§ **Given task 1**: According to the passage on Analy High School, in what year was the school established?

§ **Passage shown**:
• • •

Public secondary school in California, United States

Analy High School is a public high school in Sebastopol, Sonoma County, California. Analy High School is primarily a college preparatory school .

The school is located in what used to be called Analy Township, which derived its name from the Annaly Ranch which was located in the township in the 1840s, which in turn was named for an Annaly in Ireland, which had connections to the settler Jasper O'Farrell.

The school and several facilities, including the library and some classrooms were used as the setting of the Netflix TV show 13 Reasons Why, in which the school is called Liberty High School.

==History==
The school was established in 1908 in the town of Sebastopol.

Despite the town's small population, the school serves an area of 50,000. The town it serves has changed from a rural community to a more suburban community. Approximately 85% go directly to two or four-year colleges; the school ranks in the 98th percentile on sending students to two or four-year public schools.

In 2021 El Molino High School merged with Analy High and the school was known as "West County High School" for one year, before returning to its original name in 2022.

==Demographics==
The school served 1,141 students in the 2019–2020 academic year (prior to its consolidation with El Molino High School).

== Athletics ==
The school has over 600 athletes on 38 teams in 21 sports each year, including football, volleyball, cross country, soccer, softball, baseball, swimming, tennis, golf, track and field, wrestling, and badminton.

==Music==

===Band===
There are two band classes and one orchestra class; the total membership exceeds 100 students.

• • •

§ **Data extract**:
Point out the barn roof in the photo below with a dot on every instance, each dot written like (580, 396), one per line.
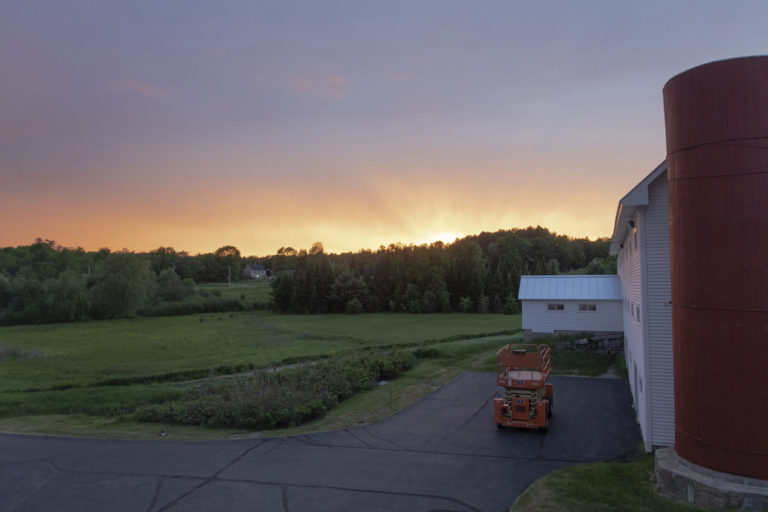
(586, 287)
(628, 204)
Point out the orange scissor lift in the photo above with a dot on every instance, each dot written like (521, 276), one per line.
(528, 398)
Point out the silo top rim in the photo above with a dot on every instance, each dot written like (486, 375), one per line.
(716, 62)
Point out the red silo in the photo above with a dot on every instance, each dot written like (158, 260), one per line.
(717, 153)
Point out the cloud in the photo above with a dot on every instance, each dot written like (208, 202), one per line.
(131, 85)
(330, 86)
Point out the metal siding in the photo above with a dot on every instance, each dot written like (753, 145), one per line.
(629, 268)
(659, 315)
(587, 287)
(537, 318)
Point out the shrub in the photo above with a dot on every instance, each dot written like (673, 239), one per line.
(290, 397)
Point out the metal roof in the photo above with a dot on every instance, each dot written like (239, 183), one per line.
(587, 287)
(628, 204)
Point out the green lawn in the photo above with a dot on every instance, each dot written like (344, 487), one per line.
(81, 368)
(603, 487)
(86, 353)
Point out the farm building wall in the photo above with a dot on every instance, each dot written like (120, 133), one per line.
(659, 309)
(630, 273)
(644, 270)
(539, 318)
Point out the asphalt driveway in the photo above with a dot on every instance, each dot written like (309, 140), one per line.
(443, 453)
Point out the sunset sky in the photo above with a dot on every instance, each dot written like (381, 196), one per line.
(198, 124)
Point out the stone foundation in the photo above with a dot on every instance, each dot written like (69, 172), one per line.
(687, 482)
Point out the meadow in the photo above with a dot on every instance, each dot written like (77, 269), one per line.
(101, 371)
(89, 378)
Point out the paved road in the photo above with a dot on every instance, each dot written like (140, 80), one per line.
(441, 454)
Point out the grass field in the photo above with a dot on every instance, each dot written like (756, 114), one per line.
(607, 487)
(87, 378)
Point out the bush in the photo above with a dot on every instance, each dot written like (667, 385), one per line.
(290, 397)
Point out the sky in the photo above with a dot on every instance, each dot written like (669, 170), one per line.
(267, 124)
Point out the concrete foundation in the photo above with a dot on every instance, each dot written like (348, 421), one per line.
(684, 481)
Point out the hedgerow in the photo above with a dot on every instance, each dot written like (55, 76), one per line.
(267, 400)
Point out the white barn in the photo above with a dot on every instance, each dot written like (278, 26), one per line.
(570, 303)
(641, 243)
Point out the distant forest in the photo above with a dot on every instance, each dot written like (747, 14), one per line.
(43, 282)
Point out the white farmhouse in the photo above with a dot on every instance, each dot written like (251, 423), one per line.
(570, 304)
(641, 243)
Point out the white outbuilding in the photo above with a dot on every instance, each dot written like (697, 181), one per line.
(570, 304)
(641, 243)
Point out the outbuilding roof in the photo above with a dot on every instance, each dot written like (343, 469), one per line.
(586, 287)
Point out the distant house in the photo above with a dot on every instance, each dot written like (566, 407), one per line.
(641, 243)
(570, 304)
(255, 271)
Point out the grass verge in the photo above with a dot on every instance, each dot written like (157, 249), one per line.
(600, 487)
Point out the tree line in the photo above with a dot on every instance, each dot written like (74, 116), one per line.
(44, 282)
(478, 273)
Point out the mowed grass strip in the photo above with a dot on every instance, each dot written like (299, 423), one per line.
(601, 487)
(88, 353)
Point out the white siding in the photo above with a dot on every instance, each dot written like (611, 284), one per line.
(630, 273)
(659, 314)
(538, 318)
(645, 279)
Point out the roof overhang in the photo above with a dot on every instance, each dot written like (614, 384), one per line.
(629, 204)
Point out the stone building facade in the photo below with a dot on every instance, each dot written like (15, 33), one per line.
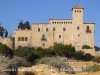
(66, 31)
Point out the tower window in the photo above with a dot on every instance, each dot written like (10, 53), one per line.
(26, 38)
(43, 44)
(88, 28)
(19, 38)
(22, 38)
(54, 29)
(59, 36)
(47, 29)
(64, 29)
(38, 29)
(78, 35)
(78, 28)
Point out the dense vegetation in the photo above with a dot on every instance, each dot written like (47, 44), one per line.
(27, 56)
(3, 32)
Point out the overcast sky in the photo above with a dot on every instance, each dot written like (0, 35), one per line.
(12, 11)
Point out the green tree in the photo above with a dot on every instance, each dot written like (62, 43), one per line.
(26, 25)
(88, 57)
(5, 50)
(2, 30)
(86, 47)
(79, 55)
(21, 25)
(6, 33)
(63, 50)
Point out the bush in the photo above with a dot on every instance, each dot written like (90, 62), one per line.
(96, 67)
(5, 50)
(88, 57)
(86, 47)
(64, 50)
(54, 61)
(28, 73)
(79, 55)
(96, 59)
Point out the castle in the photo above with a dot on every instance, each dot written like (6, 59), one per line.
(66, 31)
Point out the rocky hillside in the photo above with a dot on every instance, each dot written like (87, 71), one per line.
(43, 69)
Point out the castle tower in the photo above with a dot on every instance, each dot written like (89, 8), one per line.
(77, 15)
(77, 12)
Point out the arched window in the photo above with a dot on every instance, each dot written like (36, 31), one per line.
(22, 38)
(26, 38)
(54, 29)
(19, 38)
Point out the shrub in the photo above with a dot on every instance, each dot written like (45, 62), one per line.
(86, 47)
(54, 61)
(5, 50)
(88, 69)
(28, 73)
(96, 67)
(96, 59)
(88, 57)
(79, 55)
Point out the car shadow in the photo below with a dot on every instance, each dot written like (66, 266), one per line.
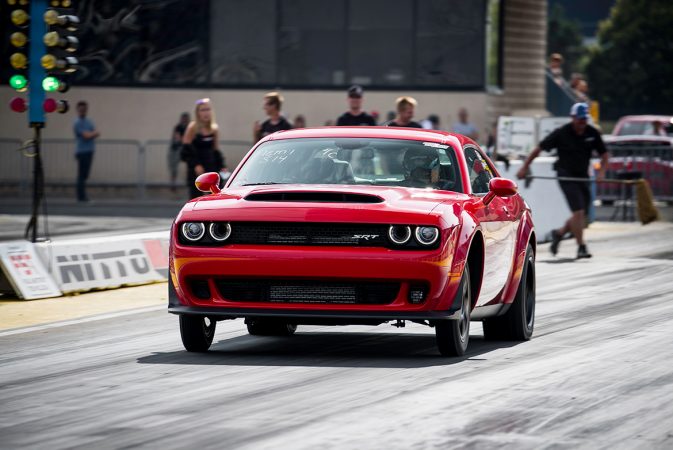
(556, 260)
(331, 349)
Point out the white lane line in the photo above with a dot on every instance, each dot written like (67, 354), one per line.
(82, 320)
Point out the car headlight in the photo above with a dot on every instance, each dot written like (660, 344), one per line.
(427, 235)
(399, 234)
(220, 231)
(193, 231)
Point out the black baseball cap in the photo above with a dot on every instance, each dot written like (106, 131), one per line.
(355, 91)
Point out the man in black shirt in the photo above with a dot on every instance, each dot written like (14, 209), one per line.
(574, 143)
(175, 147)
(355, 116)
(273, 103)
(405, 112)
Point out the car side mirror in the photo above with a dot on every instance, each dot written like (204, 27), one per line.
(500, 187)
(208, 182)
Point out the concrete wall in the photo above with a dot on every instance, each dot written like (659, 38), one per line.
(144, 114)
(524, 60)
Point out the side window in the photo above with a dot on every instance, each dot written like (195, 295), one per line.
(479, 171)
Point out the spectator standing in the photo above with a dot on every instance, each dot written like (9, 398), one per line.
(299, 121)
(556, 68)
(273, 103)
(431, 123)
(355, 116)
(575, 143)
(405, 113)
(464, 127)
(200, 148)
(85, 134)
(176, 147)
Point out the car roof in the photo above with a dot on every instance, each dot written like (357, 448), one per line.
(416, 134)
(646, 118)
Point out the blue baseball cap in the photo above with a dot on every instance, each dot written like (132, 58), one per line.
(580, 110)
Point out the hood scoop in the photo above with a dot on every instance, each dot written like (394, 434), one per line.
(319, 197)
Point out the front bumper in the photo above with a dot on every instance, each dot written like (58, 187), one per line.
(435, 269)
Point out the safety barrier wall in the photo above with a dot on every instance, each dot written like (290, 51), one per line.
(652, 162)
(125, 163)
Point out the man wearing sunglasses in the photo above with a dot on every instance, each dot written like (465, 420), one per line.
(421, 168)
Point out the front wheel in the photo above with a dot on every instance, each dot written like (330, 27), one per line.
(454, 335)
(197, 332)
(517, 324)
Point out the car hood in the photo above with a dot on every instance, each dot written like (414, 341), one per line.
(321, 202)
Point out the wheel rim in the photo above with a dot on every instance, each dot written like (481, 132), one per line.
(464, 323)
(530, 294)
(208, 327)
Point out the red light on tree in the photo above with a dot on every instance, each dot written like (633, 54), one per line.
(50, 105)
(18, 104)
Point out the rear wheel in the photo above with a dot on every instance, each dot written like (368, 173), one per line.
(518, 323)
(269, 327)
(454, 335)
(197, 332)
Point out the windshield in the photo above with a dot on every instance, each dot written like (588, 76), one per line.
(380, 162)
(654, 128)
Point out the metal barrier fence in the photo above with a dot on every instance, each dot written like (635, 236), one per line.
(652, 162)
(129, 163)
(117, 163)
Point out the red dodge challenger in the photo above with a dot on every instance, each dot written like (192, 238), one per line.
(362, 225)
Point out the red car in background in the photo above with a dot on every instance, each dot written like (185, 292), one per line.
(652, 125)
(362, 225)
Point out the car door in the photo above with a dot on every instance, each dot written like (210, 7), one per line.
(498, 223)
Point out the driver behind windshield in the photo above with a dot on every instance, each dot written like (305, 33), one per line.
(421, 168)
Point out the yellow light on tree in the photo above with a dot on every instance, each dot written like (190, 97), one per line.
(18, 39)
(50, 84)
(48, 62)
(18, 61)
(19, 17)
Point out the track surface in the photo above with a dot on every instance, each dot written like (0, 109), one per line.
(597, 374)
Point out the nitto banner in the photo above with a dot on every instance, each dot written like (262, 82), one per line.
(84, 264)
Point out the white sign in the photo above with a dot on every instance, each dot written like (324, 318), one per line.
(516, 135)
(25, 272)
(99, 263)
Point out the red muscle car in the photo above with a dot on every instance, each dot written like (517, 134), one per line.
(356, 225)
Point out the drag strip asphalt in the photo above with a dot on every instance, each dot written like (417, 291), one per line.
(597, 373)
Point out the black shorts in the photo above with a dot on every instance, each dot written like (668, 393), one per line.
(577, 194)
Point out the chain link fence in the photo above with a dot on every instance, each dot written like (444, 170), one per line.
(651, 162)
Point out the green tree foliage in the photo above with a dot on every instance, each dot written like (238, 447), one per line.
(631, 69)
(564, 37)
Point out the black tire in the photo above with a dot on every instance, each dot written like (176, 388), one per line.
(453, 336)
(197, 332)
(518, 322)
(269, 327)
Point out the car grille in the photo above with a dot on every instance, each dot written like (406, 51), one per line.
(279, 233)
(308, 291)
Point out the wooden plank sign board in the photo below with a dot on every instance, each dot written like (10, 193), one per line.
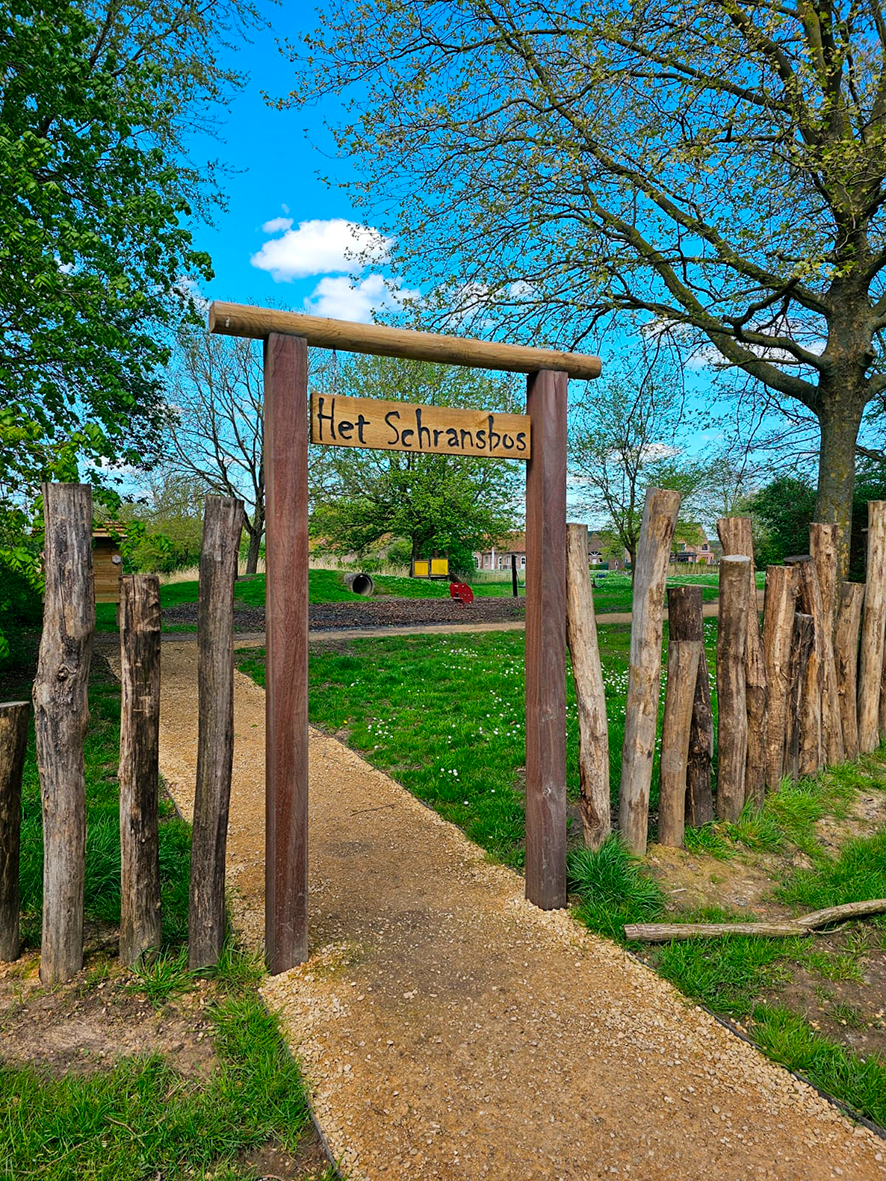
(340, 421)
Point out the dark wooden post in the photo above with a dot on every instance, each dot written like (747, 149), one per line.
(546, 641)
(737, 537)
(222, 523)
(60, 718)
(731, 700)
(846, 656)
(683, 657)
(141, 930)
(286, 704)
(590, 692)
(644, 680)
(13, 742)
(779, 608)
(801, 645)
(873, 633)
(685, 621)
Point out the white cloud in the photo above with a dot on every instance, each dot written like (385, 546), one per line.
(275, 224)
(321, 247)
(341, 299)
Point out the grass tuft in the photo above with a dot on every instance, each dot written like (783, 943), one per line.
(614, 889)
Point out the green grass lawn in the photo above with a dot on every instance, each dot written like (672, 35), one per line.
(612, 594)
(141, 1118)
(444, 716)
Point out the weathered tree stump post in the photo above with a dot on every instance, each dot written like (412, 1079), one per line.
(822, 548)
(731, 698)
(812, 746)
(215, 728)
(590, 693)
(779, 609)
(13, 742)
(141, 928)
(683, 657)
(846, 656)
(60, 716)
(659, 519)
(736, 536)
(685, 621)
(800, 648)
(873, 635)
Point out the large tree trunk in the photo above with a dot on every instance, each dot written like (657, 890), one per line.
(839, 418)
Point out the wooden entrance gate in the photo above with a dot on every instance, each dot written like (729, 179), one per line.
(287, 335)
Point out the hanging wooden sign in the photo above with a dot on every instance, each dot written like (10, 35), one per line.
(340, 421)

• • •

§ **Given task 2**: Starting at the line that contains "Point out the grass tuft" and ending at the last line of the records, write those lines out again with the requests included, offsetting every number in the dot coordinates by adding 42.

§ **Written answer 1**: 1908

§ **Written answer 2**:
Point out the grass tuft in the photo above with a dot on every instance, each dot written like (783, 943), one per line.
(656, 931)
Point out the green grass lawn in the photo above with a dot on every instance, each dot written like (672, 35), one per line.
(654, 636)
(183, 1160)
(486, 758)
Point out the weathered tree stump post in the photo above with a dot on every instance, each dot written like (412, 1079), one per line.
(864, 590)
(773, 740)
(854, 788)
(257, 770)
(632, 735)
(821, 651)
(55, 784)
(183, 970)
(725, 699)
(888, 698)
(102, 758)
(701, 561)
(778, 578)
(727, 663)
(842, 690)
(915, 677)
Point out the large tree trunk in the photo above with a dot on every instance, each dot written like (657, 890), one per line.
(881, 460)
Point out the wooden entrance gate in the photo above with a dot on every instance, each dot written like (729, 179), one per line.
(329, 377)
Point out the hanging wooden sign in the photo above with a dot on every instance, each dot written like (10, 35), one per line.
(382, 463)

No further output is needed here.